***** TEXT FOR ANALYSIS *****

An interesting thesis transmitted in Tim Whitmarsh's Beyond the Second Sophistic: Adventures in Greek Classicism. Discussing the Exagoge, a Hellenizing-Judaic work in Greek about the Exodus, written during the Ptolemaic period (some 269 iambic trimeter lines survive), Whitmarsh says this (p. 217): "As Jan Assmann in particular has argued, Judaism’s distinctive sense of identity rested on its status as a “counterreligion” defined in opposition to Egypt, which “came to represent the rejected, the religiously false, the ‘pagan.’”(n. 18) The representation of Pharaonic Egypt within Alexandrian Judaism was of course heavily filtered through this biblical tradition of antinomy but so too must have been the perception of the Ptolemaic present."

n. 18 gives citations from publications of Assmann and then adds that F.V. Greifenhagen (Egypt on the Pentateuch’s Ideological Map: Constructing Biblical Israel’s Identity. Sheffield, 2002) "argues that the Pentateuch displays a tension between the normative, overlain Mesopotamian ethnogenesis and an older tradition locating the origins of the Jewish people in Egypt."

***** ENTRIES SHOWN *****

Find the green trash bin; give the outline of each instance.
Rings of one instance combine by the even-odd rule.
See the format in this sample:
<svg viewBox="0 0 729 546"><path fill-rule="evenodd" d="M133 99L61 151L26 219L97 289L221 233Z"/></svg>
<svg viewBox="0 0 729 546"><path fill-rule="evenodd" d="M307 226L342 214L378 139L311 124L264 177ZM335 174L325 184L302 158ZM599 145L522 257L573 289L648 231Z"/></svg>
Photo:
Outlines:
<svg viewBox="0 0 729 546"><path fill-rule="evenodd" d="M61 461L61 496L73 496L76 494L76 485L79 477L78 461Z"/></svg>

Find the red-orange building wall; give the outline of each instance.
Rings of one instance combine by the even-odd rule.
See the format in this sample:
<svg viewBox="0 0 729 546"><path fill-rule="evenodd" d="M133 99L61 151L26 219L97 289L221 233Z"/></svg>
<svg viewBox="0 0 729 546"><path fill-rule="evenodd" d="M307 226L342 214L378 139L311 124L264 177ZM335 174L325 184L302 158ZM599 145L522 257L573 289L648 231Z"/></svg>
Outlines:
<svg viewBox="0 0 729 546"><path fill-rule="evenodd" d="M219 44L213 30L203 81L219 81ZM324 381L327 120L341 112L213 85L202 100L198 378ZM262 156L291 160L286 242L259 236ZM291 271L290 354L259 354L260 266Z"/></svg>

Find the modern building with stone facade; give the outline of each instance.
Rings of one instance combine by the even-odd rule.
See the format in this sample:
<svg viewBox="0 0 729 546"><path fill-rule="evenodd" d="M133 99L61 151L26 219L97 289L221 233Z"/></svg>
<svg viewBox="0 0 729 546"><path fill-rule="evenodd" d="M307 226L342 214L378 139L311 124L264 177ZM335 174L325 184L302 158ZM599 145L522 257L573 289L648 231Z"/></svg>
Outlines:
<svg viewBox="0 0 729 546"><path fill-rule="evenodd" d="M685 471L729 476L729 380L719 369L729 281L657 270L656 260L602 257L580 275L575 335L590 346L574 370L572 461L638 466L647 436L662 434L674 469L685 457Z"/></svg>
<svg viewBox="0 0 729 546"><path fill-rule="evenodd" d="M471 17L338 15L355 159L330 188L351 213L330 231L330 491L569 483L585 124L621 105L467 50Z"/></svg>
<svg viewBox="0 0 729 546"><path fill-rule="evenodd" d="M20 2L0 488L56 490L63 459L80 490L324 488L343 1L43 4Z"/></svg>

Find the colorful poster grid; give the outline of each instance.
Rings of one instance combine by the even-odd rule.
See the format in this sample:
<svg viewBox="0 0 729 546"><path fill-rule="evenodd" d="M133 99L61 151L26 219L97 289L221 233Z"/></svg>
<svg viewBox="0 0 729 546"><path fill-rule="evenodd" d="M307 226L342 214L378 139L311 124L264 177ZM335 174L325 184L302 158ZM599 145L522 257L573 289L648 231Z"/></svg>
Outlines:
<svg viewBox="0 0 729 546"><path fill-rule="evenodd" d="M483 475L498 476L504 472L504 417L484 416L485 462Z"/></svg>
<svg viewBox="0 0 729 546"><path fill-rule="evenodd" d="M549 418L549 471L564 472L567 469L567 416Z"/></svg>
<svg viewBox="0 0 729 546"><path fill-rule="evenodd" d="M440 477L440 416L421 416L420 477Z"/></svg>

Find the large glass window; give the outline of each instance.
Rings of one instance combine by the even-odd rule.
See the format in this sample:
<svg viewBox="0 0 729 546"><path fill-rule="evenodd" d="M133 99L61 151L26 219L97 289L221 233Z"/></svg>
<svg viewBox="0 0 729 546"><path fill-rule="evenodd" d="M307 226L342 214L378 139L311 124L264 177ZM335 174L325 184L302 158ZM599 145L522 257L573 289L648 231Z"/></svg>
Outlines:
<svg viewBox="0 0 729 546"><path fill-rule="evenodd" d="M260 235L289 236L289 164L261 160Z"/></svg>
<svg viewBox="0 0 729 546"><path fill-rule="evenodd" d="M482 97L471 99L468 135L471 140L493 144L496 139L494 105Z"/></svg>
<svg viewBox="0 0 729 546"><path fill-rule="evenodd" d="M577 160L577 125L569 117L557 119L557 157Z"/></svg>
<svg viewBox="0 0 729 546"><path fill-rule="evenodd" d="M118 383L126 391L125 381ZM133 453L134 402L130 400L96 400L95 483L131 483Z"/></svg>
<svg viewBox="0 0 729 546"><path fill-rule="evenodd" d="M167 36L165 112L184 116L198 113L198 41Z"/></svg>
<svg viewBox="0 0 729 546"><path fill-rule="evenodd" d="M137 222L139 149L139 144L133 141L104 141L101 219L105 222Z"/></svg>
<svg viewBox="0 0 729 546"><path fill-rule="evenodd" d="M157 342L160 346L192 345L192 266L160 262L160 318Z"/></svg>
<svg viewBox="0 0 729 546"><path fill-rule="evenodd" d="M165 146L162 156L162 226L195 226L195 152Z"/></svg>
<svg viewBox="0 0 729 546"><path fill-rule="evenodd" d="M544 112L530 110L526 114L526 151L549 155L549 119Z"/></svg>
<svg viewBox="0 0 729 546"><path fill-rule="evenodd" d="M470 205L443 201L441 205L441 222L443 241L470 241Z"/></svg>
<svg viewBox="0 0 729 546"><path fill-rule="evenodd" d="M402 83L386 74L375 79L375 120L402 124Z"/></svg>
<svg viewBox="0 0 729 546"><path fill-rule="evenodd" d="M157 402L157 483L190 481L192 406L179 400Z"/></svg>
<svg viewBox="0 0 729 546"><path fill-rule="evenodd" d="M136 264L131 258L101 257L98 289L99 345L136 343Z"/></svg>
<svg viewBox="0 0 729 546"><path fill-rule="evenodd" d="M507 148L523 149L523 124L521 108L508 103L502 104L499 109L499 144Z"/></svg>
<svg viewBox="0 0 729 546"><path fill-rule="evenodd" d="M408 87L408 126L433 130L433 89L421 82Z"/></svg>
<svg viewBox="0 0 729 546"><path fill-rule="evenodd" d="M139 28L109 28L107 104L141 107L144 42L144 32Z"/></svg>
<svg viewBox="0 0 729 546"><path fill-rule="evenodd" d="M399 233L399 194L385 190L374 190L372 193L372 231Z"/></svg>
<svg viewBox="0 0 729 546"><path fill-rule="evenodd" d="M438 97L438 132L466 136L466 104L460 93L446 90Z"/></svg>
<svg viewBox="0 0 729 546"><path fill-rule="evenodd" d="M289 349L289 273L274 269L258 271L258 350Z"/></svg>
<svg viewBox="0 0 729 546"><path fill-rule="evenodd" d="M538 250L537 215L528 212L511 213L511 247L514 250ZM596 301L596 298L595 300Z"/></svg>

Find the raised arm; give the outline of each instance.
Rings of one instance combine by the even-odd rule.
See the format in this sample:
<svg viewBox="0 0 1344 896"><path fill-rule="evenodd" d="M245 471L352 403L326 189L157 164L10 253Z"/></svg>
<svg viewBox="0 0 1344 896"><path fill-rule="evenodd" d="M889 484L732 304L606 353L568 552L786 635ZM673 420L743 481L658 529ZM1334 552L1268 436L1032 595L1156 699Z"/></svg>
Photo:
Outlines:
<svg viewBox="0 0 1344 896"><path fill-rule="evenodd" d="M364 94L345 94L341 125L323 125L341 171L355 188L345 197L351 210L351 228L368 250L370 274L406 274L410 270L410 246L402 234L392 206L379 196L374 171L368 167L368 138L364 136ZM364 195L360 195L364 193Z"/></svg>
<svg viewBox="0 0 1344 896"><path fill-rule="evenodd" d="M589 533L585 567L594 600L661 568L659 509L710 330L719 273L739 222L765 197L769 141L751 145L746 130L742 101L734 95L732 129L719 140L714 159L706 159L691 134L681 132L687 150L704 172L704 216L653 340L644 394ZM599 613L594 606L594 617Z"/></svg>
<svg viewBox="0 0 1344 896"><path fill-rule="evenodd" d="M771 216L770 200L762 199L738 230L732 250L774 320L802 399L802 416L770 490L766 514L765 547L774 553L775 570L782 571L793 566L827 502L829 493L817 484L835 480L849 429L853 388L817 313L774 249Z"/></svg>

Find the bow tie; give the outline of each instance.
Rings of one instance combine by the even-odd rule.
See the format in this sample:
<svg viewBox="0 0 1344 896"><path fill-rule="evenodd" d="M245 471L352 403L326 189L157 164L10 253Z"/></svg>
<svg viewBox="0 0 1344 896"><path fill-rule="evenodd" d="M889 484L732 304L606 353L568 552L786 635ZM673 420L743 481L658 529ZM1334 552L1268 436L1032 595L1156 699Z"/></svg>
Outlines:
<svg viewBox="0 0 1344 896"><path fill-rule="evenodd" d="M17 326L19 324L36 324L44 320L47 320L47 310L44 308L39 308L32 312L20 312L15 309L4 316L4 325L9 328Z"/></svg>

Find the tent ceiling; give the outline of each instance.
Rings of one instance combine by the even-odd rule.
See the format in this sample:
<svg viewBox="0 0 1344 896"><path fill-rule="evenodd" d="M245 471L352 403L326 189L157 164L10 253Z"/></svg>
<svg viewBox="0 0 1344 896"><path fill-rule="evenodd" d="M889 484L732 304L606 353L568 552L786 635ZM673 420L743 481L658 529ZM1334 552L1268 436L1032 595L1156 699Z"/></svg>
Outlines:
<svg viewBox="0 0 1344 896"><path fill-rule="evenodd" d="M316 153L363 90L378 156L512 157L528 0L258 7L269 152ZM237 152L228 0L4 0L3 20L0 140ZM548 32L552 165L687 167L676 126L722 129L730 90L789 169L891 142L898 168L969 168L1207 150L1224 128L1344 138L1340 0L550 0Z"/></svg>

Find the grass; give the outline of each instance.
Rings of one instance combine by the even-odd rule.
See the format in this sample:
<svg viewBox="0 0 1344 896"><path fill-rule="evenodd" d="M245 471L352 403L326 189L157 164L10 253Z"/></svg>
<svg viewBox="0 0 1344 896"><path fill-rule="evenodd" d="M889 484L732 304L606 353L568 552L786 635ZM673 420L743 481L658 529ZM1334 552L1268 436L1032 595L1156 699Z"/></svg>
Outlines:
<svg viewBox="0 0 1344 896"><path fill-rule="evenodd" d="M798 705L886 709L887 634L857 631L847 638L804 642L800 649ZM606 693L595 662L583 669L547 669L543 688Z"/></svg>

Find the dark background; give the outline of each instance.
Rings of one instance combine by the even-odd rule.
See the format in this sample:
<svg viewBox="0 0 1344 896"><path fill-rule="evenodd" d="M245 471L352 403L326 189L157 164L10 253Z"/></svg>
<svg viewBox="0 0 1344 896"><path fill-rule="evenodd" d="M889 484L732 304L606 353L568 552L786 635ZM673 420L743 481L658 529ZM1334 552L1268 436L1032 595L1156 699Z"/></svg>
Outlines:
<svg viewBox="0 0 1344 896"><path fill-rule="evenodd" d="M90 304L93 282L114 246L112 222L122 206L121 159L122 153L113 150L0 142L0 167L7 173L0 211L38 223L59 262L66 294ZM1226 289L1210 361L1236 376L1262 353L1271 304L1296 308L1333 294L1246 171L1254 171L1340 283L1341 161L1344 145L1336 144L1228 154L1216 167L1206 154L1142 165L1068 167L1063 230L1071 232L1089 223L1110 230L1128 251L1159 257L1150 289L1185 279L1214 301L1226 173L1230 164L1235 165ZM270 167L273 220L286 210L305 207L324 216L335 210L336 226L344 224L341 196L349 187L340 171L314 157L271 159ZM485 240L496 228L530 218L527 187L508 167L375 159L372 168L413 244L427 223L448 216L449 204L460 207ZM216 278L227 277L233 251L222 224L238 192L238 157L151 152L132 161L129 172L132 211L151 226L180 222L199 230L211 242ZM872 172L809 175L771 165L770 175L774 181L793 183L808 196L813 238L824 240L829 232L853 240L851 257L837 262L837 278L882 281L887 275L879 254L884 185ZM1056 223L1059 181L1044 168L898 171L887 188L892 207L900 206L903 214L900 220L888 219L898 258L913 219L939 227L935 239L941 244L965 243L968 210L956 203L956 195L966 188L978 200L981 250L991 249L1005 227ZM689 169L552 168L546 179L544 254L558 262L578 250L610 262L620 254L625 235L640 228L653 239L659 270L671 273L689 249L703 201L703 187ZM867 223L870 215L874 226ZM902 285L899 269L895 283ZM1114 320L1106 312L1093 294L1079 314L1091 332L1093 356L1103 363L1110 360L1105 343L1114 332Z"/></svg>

*****

Summarize the passage about the Exagoge in two sentences. The records play no part in the work that follows.

Discussing the Exagoge, a Greek work about the Exodus written in the Ptolemaic period, Tim Whitmarsh cites Jan Assmann's argument that Judaism's identity rested on being a "counterreligion" defined against Egypt. Whitmarsh holds that this biblical antinomy shaped how Alexandrian Judaism saw both Pharaonic Egypt and the Ptolemaic present, and a note adds F.V. Greifenhagen's argument that the Pentateuch shows a tension between an overlain Mesopotamian ethnogenesis and an older tradition placing Jewish origins in Egypt.